# Instructions
**a)** Answer each question from the excerpt on oncology bundled payments.
(i) What position does Michael Kolodziej now hold?
(ii) According to Kolodziej, what was the only complaint oncologists had about OCM?
(iii) Which bundles drew a lot of flak from orthopedists?
**b)** From the excerpt on oncology bundled payments, list every part of designing the bundles that Kolodziej says is difficult.
**c)** Pick up the excerpt on oncology bundled payments right after its last sentence and keep writing.

# Document extract
BEGIN

The OCM has received more attention than similar models for other conditions and generated more enthusiasm among providers.

“The joint bundles got a lot of flak from orthopedists. That’s not the case here so much,” Michael Kolodziej, MD, said. “The only flak I think [OCM has] gotten from oncologists was that the inclusion criteria were too strict.” Participating hospitals wish they could enroll more patients in them, he said.

Kolodziej is a veteran in the value-based care and analytics worlds who is now chief innovation officer at the advisory firm ADVI Health. Unlike other specialties, oncology has characteristics that make it more fertile ground for bundled payment programs, he explained. Far more oncologists work in independent community practice settings compared with other specialties. Those doctors are more willing to engage in programs that promise to bring down costs to remain competitive. A cardiologist in a large health system is shielded from that.

Even so, cancer treatment is far more intricate than joint replacement. Designing the bundles is difficult, from determining the targeted types and stages of cancer to budgeting to defining a “quality outcome,” he said.

END

# Record extracts
BEGIN

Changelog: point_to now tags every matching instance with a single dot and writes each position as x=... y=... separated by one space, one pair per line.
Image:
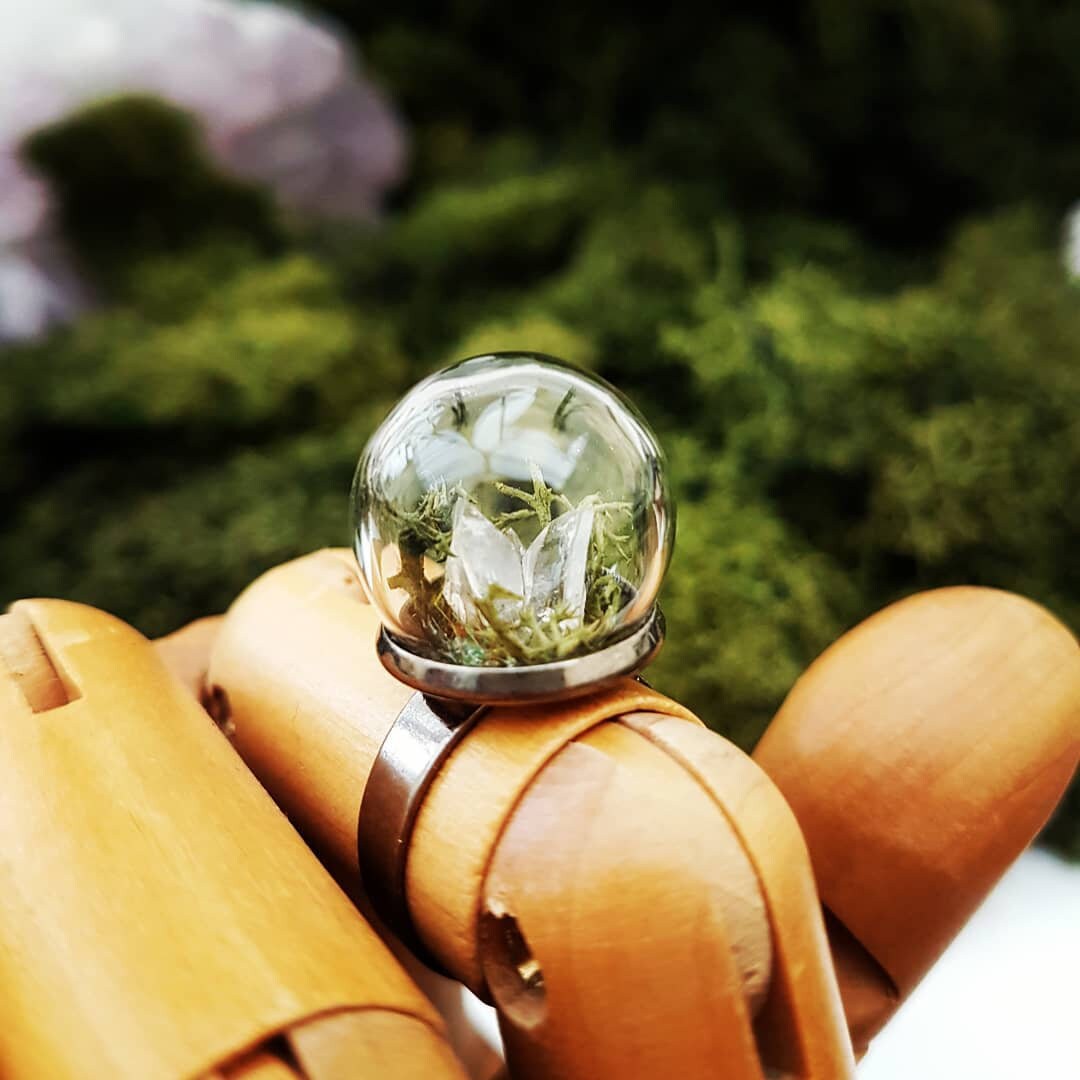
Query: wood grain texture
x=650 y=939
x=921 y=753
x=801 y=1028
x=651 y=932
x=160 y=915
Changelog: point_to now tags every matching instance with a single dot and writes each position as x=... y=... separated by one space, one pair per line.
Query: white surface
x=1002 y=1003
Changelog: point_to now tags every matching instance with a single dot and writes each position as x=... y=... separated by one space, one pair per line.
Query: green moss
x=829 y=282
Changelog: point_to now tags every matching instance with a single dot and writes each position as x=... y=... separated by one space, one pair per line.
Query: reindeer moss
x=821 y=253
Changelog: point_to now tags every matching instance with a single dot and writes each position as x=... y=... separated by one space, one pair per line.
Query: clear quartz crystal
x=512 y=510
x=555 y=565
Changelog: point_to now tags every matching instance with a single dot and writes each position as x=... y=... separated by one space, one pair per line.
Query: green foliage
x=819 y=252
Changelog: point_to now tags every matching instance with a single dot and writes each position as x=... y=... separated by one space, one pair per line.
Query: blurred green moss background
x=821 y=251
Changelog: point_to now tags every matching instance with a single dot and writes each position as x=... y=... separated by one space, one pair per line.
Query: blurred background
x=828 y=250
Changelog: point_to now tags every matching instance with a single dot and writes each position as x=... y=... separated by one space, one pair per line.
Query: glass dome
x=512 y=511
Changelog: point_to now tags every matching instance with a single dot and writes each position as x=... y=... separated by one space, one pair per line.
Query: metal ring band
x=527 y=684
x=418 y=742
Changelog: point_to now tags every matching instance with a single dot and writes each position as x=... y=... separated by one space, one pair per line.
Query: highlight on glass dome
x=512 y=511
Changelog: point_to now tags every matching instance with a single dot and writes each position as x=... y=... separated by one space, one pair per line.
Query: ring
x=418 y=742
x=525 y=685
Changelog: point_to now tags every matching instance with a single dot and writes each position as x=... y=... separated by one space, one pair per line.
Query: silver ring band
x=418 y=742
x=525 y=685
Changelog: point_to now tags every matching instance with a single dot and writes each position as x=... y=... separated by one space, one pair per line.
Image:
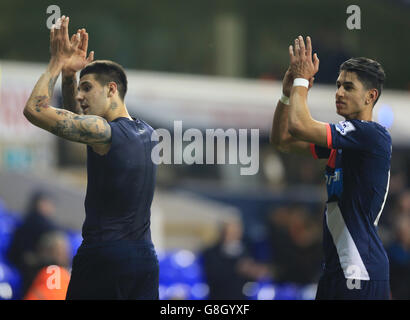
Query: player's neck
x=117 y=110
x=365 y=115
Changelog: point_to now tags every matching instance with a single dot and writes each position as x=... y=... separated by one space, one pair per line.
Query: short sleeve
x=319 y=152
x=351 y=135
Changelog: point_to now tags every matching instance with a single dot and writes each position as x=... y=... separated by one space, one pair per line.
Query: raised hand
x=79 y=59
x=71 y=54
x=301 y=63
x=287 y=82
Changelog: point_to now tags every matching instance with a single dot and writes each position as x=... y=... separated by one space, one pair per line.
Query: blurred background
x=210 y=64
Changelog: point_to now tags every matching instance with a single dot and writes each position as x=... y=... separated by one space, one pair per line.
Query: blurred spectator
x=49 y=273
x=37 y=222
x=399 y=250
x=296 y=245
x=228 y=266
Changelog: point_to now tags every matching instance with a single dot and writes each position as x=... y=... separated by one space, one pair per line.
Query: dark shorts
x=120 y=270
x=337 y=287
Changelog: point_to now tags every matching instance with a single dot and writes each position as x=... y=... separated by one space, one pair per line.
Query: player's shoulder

END

# Responses
**a)**
(i) Chief innovation officer at the advisory firm ADVI Health.
(ii) That the inclusion criteria were too strict.
(iii) The joint bundles.

**b)**
- Determining the targeted types and stages of cancer
- Budgeting
- Defining a "quality outcome"

**c)**
With the rate at which oncologic breakthroughs occur, a novel therapy may go from unknown to standard-of-care in 6 months, said Brenton Fargnoli, MD, Flatiron Health’s medical director of value-based care and director of product marketing and strategy. And as those therapies can be prohibitively expensive, it would be immoral to deprive a patient of them to adhere to a bundle plan, he said.

Then there is cancer. “There are certain types and subtypes of cancer that are more amenable to model development,” Fargnoli said. “Community oncologists will see all types of cancer patients, so they don’t want to be operating on vastly different payment models depending on which patient is walking through the door.”

Navathe said variability makes the OCM a “huge and ambitious model,” and it’s less defined than the joint and cardiac bundled plans, voluntary or mandatory.

Though every practice in the program is there by choice, Kolodziej does not think they will all be satisfied. The program has many moving parts, even if it is broad.

“What we’re starting to see is that the government is the government,” he said. “Things have been made very complicated, and there are a lot of rules and fancy equations, and I think people are a little bit frustrated by that stuff. The quality measure submission was painful; the registry submission was painful.”

Where Is the Private Sector?

Kolodziej thinks CMS deserves a lot of credit for its efforts. Navathe said “the catalyst potential of CMS cannot be understated.” Emanuel and Fargnoli have both worked on OCM initiatives. Hurteau credited the agency with taking the lead and being responsive to the industry.

But CMS can’t go it alone. “If all you end up with is Medicare on the bundles, that’s not going to be helpful,” Emanuel said. For bundled payments to succeed, other healthcare stakeholders will need to become more proactive.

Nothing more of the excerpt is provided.